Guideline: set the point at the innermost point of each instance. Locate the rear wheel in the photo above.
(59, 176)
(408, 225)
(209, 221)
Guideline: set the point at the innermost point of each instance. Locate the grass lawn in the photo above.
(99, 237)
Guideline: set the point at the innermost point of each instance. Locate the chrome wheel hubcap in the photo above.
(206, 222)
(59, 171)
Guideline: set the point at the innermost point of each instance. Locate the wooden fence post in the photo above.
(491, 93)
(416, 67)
--
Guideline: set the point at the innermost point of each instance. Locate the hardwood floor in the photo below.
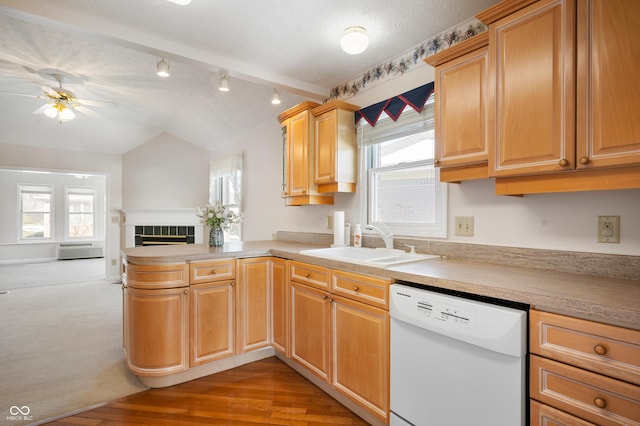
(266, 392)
==
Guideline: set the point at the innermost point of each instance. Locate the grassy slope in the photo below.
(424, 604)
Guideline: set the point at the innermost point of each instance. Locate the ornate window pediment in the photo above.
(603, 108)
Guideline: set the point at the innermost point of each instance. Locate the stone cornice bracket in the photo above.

**Requirement:**
Using the data above, print exactly the lines from the line that contains "pediment in the photo above." through the line that contains "bracket in the photo above.", with both included.

**Response:**
Guideline: set the point at the innermost point of each instance. Locate the ornate window pediment in the photo above.
(603, 108)
Guideline: set the point at the innermost point of each instance. Locate the stone cornice bracket in the photo above.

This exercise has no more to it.